Records drawn from a dataset:
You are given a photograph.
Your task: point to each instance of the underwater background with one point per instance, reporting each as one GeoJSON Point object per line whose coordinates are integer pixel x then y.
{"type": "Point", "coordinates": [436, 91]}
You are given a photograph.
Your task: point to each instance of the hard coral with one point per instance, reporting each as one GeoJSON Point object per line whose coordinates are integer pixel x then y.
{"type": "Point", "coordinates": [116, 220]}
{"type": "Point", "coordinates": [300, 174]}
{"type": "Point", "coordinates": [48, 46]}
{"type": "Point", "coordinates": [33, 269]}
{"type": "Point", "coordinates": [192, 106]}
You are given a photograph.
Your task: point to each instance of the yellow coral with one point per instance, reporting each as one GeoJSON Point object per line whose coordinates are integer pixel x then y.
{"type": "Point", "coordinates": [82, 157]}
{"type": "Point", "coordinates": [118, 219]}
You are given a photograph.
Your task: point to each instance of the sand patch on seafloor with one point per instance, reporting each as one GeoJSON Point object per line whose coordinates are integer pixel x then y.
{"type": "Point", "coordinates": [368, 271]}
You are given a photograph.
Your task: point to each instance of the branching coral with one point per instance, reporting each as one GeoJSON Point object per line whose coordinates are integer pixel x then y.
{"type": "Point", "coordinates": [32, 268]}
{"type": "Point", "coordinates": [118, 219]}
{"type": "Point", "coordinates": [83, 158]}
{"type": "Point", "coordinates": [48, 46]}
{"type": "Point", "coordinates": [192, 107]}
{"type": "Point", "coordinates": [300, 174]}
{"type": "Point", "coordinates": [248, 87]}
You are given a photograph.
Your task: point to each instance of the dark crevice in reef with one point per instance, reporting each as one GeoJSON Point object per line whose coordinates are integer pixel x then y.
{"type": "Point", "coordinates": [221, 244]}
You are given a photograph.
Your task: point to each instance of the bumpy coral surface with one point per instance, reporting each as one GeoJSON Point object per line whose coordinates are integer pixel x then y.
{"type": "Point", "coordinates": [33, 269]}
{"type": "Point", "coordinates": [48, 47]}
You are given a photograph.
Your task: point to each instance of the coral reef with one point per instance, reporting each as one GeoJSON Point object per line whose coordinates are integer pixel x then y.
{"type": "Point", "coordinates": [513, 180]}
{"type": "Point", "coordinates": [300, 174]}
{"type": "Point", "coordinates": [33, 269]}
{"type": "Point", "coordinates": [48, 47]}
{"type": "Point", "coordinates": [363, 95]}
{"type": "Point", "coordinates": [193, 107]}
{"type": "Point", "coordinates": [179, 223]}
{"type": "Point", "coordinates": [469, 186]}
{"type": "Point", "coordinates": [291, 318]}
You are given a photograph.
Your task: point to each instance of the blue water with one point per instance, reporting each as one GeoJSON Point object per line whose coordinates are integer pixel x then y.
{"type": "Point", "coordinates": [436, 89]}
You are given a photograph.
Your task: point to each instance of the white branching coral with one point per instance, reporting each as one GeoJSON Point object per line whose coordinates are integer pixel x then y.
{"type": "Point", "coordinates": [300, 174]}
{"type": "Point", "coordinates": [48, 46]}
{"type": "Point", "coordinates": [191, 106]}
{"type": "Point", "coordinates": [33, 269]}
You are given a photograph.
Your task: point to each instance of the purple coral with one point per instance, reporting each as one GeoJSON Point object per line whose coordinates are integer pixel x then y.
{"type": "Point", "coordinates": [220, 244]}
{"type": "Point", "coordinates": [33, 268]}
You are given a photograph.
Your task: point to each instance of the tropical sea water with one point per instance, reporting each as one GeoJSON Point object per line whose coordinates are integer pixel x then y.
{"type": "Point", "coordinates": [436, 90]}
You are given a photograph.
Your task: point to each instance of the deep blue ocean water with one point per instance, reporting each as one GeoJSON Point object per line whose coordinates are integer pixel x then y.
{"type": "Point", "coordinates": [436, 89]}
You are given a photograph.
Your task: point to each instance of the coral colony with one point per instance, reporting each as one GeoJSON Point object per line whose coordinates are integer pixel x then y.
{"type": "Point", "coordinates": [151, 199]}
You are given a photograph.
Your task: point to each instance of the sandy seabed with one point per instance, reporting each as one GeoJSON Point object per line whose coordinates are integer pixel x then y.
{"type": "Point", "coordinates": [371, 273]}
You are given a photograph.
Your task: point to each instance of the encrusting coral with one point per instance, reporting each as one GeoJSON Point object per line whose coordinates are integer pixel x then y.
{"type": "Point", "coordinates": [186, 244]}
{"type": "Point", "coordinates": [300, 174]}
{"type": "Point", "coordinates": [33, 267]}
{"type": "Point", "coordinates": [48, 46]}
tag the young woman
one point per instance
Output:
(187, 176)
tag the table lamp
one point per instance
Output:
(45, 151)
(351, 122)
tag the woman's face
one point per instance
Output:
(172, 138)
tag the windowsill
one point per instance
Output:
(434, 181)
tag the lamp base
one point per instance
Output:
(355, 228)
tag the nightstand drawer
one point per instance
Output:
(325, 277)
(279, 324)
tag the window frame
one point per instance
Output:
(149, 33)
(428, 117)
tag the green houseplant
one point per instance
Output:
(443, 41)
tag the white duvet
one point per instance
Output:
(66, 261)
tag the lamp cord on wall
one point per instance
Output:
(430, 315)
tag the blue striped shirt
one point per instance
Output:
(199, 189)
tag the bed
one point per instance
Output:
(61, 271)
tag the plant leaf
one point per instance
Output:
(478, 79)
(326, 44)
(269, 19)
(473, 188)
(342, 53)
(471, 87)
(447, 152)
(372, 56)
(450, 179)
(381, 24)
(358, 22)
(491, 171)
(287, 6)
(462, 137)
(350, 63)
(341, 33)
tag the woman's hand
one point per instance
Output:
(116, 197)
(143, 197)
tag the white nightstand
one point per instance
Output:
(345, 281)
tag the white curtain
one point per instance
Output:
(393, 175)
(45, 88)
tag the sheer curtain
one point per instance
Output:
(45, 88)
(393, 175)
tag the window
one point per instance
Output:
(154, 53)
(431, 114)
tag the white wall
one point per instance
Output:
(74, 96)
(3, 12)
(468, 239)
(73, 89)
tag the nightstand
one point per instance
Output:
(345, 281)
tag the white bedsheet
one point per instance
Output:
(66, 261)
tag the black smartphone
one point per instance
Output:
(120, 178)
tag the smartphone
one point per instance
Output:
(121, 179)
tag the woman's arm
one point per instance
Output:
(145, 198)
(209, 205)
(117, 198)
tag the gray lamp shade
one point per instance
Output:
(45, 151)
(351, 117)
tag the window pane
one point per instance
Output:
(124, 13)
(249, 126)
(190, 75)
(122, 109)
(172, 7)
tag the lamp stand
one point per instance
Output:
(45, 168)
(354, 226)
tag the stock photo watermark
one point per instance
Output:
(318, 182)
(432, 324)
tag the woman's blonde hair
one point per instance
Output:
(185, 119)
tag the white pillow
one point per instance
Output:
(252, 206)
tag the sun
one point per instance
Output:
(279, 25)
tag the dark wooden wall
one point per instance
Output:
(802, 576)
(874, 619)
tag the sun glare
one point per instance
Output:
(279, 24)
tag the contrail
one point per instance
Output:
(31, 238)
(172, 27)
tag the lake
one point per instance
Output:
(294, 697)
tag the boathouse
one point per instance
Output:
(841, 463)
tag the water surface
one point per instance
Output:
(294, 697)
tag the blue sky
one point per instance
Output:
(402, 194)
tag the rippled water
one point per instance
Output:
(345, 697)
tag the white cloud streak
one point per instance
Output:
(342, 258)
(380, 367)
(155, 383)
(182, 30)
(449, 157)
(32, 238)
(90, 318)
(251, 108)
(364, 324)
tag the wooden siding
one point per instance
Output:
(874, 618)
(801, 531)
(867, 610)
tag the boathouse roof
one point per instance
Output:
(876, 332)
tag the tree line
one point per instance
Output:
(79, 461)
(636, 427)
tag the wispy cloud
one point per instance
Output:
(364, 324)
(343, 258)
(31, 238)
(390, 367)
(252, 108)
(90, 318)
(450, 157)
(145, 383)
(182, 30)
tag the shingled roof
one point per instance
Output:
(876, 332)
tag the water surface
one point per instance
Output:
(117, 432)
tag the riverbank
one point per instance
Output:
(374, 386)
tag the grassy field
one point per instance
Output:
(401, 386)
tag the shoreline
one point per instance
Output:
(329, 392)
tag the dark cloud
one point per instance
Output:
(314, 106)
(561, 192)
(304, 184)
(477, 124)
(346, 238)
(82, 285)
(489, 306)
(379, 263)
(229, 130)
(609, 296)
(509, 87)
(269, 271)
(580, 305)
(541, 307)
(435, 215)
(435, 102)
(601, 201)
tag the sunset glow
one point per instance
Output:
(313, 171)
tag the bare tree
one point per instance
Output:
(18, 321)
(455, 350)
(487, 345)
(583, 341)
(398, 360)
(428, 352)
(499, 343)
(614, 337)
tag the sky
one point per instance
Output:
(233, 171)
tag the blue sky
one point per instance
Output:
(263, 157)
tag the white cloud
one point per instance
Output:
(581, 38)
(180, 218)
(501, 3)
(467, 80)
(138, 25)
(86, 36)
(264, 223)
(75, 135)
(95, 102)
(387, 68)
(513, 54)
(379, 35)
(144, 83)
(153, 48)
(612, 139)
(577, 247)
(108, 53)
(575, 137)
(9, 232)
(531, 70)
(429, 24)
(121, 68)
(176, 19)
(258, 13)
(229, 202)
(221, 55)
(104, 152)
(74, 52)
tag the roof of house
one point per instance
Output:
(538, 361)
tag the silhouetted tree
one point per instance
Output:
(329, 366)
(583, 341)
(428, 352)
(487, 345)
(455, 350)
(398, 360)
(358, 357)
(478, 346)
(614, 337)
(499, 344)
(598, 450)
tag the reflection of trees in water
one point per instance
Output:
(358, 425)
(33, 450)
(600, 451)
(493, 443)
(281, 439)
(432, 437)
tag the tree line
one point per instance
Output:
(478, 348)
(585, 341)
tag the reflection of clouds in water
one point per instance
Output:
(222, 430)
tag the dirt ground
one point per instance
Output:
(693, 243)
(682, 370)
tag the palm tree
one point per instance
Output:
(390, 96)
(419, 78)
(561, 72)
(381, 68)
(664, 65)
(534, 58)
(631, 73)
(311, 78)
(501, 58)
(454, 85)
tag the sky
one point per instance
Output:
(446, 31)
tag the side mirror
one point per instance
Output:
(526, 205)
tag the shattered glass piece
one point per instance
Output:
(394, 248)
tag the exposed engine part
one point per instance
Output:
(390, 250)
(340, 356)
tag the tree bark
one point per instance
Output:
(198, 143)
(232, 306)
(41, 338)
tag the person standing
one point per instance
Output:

Assignment:
Among the lines above, return each one holding the string "curtain".

Answer to the exercise:
tag the white curtain
tag the sheer curtain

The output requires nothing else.